======== Input ========

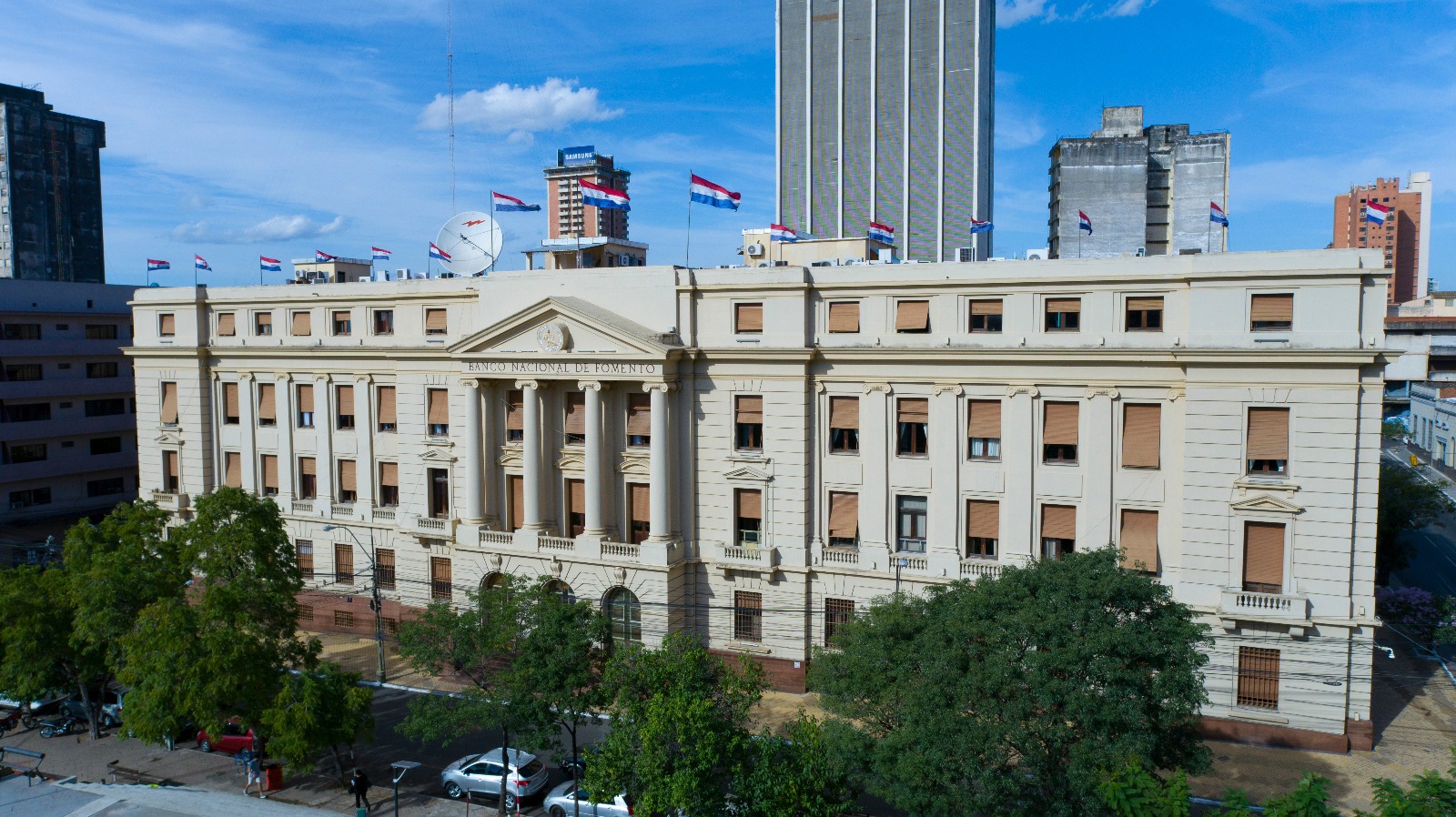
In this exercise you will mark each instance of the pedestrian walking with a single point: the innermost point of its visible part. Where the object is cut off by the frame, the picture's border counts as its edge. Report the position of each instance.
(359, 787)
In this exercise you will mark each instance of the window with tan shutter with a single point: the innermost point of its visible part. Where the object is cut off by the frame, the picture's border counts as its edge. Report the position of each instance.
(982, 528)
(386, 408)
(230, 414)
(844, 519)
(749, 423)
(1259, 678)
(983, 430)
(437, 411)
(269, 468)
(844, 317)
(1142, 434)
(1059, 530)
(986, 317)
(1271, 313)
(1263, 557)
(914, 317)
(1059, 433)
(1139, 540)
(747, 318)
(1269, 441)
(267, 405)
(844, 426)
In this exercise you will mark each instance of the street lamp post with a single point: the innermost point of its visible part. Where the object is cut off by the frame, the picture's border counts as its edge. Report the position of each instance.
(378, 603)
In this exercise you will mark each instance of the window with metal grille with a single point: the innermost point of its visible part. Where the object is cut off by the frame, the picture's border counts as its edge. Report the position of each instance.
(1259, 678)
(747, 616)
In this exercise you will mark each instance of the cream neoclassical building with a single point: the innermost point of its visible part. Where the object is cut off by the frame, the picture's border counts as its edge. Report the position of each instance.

========

— What is expected —
Reproduce the material in its entirety and word for word, without the pictures.

— Exercise solution —
In this exercise you will mark each instance of the pedestrian walking with a single point: the innermost point of its visible part. Where the object is cut off by the frame, the picture's border counts as its edge. Report the position of each instance.
(359, 787)
In this exercise you will mark each instance of the window with tan shutter with a single point: the innermost point of its visible part. Where the object is cut off by the frame, the picture's border counts as its edge. Report the position of each instance.
(982, 528)
(386, 408)
(230, 414)
(844, 519)
(749, 423)
(1259, 678)
(983, 430)
(437, 411)
(269, 468)
(844, 317)
(1142, 434)
(1059, 530)
(986, 317)
(1271, 313)
(1263, 557)
(914, 317)
(1059, 433)
(1139, 540)
(747, 318)
(1269, 441)
(267, 405)
(844, 426)
In this exercise you will mark each instance of the street lamp post with a single point: the innermost point of its visible part. Where the object is cut off by the frame, the picture's border counts as its edge. Report the position of each instance.
(378, 603)
In this exercise you will mark each instance of the window with metal grille with a single point: the innermost point of its visible part. Where the object is cut off by the frame, the picture's border counts as its edge. Report the position of each instance.
(1259, 678)
(747, 616)
In this exercise you will mark each instance of the cream neoclassical building with a single point: the innermost point of its visible part. Where the object is cut off by the frame, the picture's border counts as its edge. Report the position of each instance.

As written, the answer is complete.